Consigne a: D'après l'extrait sur le film Seven Sisters, pourquoi notre complicité avec la famille est-elle « d'autant plus acquise » ? Répondez en une à trois phrases.

○ ○ ○ ○ ○

Malgré de multiples faiblesses et même des erreurs (de scénario, de montage), et une scène sensuelle inutilement raccoleuse,Seven Sisters est un film original, dont la profondeur est passée inaperçue – peut-être du réalisateur norvégien lui-même qui s’est fait connaître par une filmographie gore ne jouant pas dans la finesse (Dead Snow ou Hansel & Gretel. Witch Hunters) !

En effet, Seven Sisters s’avère être une méditation sur la relation entre la personne et le groupe, plus précisément, sur la personne comme unique et social, plus encore, sur la personne comme puissance de singularisation et puissance de cohésion.

Au début, nous consentons avec enthousiasme à être pris en otage par cette famille transgressive qui incarne une résistance efficace aux lois eugéniques et met si durablement en échec un système si sûr de son bon droit. Notre complicité est d’autant plus acquise que nous nous identifions sans peine à une situation qui n’est pas sans ressemblance avec celle que nous connaissons ou connaîtrons bientôt : je ne parle pas du fantasme de la bombe démographique associée à une paupérisation de la planète, mais de lois iniques associées à un contrôle tout-puissant, via des microprocesseurs incorporés. Dès lors nous acceptons, voire sommes séduits par la rigueur de l’apprentissage et l’intransigeance des lois internes mis en place par Terrence (ce qui affecte l’une affecte toutes les autres). Et nous consentons aussi à ses conséquences cinématographiques : toute la famille vivant en permanence dans un même appartement, plus d’un plan sur deux montrent plusieurs représentations de Noomi Rapace – non-fan de l’actrice suédoise à la voix rocailleuse et au look très physique s’abstenir !

○ ○ ○ ○ ○

Consigne b: Présentez sous forme de tableau Markdown les lignes des rangées, depuis celle qui contient « post using a bounding box. » jusqu'à celle qui contient « [112,320,179,359] », les deux incluses. Utilisez les colonnes n et Ligne, et laissez de côté les lignes vides.

Données de l'exercice:
○ ○ ○ ○ ○

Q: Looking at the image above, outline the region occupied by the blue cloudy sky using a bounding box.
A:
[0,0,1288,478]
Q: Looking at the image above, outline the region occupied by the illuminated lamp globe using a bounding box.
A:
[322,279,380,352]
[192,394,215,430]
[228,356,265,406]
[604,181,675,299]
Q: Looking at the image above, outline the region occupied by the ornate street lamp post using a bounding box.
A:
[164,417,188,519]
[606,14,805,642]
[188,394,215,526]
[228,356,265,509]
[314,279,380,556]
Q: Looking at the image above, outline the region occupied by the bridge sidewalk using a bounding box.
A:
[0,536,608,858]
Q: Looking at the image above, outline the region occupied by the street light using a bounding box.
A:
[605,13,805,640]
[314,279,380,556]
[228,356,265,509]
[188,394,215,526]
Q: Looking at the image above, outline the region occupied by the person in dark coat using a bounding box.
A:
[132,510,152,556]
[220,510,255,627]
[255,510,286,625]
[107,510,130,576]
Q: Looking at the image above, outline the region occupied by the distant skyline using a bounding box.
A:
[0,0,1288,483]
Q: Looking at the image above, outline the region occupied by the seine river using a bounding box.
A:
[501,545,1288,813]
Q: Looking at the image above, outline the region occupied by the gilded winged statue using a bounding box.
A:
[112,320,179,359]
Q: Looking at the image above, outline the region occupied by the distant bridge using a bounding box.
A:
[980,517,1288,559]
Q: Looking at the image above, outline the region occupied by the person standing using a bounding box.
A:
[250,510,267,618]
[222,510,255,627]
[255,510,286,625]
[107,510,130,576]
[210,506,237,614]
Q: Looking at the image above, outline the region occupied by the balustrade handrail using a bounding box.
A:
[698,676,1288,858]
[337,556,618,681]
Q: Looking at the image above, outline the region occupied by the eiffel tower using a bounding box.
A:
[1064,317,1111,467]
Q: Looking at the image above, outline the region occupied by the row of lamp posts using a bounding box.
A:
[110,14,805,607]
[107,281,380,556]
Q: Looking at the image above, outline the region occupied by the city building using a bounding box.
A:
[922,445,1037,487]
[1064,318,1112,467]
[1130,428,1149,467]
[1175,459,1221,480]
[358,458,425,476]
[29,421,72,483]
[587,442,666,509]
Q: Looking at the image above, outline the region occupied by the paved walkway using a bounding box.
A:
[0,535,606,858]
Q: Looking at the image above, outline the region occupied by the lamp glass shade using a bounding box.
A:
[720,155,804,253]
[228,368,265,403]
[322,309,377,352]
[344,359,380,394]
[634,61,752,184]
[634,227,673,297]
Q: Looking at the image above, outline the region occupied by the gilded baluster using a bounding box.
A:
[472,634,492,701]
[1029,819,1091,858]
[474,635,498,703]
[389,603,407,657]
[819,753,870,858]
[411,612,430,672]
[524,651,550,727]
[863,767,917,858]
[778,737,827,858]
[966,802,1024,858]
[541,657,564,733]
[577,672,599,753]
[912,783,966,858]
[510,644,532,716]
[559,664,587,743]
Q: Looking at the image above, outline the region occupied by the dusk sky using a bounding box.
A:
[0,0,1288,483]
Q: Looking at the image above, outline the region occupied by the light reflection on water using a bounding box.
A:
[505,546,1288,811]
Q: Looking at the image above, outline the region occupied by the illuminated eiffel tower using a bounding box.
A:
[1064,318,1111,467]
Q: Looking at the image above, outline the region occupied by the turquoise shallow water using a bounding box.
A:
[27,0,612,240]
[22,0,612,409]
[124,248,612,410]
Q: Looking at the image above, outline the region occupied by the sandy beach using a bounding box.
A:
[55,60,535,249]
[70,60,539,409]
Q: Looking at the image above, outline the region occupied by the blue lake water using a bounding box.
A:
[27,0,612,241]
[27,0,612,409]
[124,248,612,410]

○ ○ ○ ○ ○

Réponse complète a: Notre complicité est d'autant plus acquise que nous nous identifions sans peine à une situation qui ressemble à celle que nous connaissons ou connaîtrons bientôt. Il ne s'agit pas du fantasme de la bombe démographique, mais de lois iniques associées à un contrôle tout-puissant, exercé par des microprocesseurs incorporés.

Réponse complète b:
| n | Ligne |
|---|---|
| 1 | Q: Looking at the image above, outline the region occupied by the ornate street lamp post using a bounding box. |
| 2 | A: |
| 3 | [164,417,188,519] |
| 4 | [606,14,805,642] |
| 5 | [188,394,215,526] |
| 6 | [228,356,265,509] |
| 7 | [314,279,380,556] |
| 8 | Q: Looking at the image above, outline the region occupied by the bridge sidewalk using a bounding box. |
| 9 | A: |
| 10 | [0,536,608,858] |
| 11 | Q: Looking at the image above, outline the region occupied by the street light using a bounding box. |
| 12 | A: |
| 13 | [605,13,805,640] |
| 14 | [314,279,380,556] |
| 15 | [228,356,265,509] |
| 16 | [188,394,215,526] |
| 17 | Q: Looking at the image above, outline the region occupied by the person in dark coat using a bounding box. |
| 18 | A: |
| 19 | [132,510,152,556] |
| 20 | [220,510,255,627] |
| 21 | [255,510,286,625] |
| 22 | [107,510,130,576] |
| 23 | Q: Looking at the image above, outline the region occupied by the distant skyline using a bounding box. |
| 24 | A: |
| 25 | [0,0,1288,483] |
| 26 | Q: Looking at the image above, outline the region occupied by the seine river using a bounding box. |
| 27 | A: |
| 28 | [501,545,1288,813] |
| 29 | Q: Looking at the image above, outline the region occupied by the gilded winged statue using a bounding box. |
| 30 | A: |
| 31 | [112,320,179,359] |